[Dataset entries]
- Opening Delimiter -

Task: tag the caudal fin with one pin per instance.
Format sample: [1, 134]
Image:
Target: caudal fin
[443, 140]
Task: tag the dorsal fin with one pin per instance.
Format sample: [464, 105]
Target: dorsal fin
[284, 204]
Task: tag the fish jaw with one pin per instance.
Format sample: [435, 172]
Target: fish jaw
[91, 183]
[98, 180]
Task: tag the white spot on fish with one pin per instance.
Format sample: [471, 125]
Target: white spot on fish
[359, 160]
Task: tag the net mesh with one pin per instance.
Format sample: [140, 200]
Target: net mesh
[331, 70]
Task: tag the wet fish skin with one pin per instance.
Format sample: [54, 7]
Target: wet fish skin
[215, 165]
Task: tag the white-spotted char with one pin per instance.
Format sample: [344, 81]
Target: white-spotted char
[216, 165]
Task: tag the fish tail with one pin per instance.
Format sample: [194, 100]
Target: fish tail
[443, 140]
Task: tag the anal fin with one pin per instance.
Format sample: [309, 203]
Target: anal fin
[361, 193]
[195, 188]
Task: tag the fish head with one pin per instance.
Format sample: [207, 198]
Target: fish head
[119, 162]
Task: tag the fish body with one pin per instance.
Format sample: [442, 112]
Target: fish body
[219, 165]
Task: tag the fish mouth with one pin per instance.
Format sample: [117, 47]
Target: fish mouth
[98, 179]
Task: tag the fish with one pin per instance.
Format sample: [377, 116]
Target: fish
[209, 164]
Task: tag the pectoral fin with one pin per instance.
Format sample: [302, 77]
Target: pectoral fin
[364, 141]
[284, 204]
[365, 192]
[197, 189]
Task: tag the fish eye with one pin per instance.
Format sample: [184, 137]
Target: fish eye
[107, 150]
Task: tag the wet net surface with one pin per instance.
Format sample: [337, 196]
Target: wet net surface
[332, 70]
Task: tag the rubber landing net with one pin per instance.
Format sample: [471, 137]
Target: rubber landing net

- Closing Delimiter -

* [Task goal] The answer must be an exact copy of every entry.

* [Solution below]
Task: tag the caudal fin with one pin per instance.
Format sample: [1, 134]
Image:
Target: caudal fin
[443, 140]
Task: tag the dorsal fin with one pin per instance.
Format sample: [464, 105]
Target: dorsal fin
[284, 204]
Task: tag the fish jaw with one pin per instance.
Format sample: [435, 172]
Target: fish jaw
[91, 183]
[98, 180]
Task: tag the white spot on fish with one pin per instance.
Format sample: [471, 125]
Target: white spot on fish
[359, 160]
Task: tag the net mesh with one pin per instance.
Format sample: [140, 200]
Target: net mesh
[331, 70]
Task: tag the wet fish skin with one pin per instance.
Format sample: [54, 7]
Target: wet fish skin
[215, 165]
Task: tag the white-spotted char with one pin per instance.
Format sample: [344, 81]
Target: white-spotted char
[216, 165]
Task: tag the fish tail with one pin per instance.
Format sample: [194, 100]
Target: fish tail
[443, 140]
Task: tag the anal fin with one pin per instance.
Format sample: [309, 203]
Target: anal fin
[361, 193]
[195, 188]
Task: tag the fish head with one pin per instance.
Format sample: [207, 198]
Target: fish head
[119, 162]
Task: tag the fish body with one pin per instance.
Format sample: [442, 112]
Target: fish body
[219, 165]
Task: tag the fish mouth with one pin per instance.
Format sample: [117, 47]
Target: fish mouth
[98, 179]
Task: tag the fish with one pin per instance.
Format sample: [377, 116]
Target: fish
[209, 164]
Task: tag the pectoral fin with one pin per instance.
Format sample: [302, 77]
Target: pectoral fin
[364, 141]
[284, 204]
[365, 192]
[197, 189]
Task: tag the fish eye with one pin per instance.
Format sample: [184, 137]
Target: fish eye
[107, 150]
Task: tag the wet net surface with one pin per instance.
Format sample: [337, 196]
Target: wet net surface
[332, 70]
Task: tag the rubber landing net with one pin per instance.
Format sample: [471, 137]
Target: rubber landing net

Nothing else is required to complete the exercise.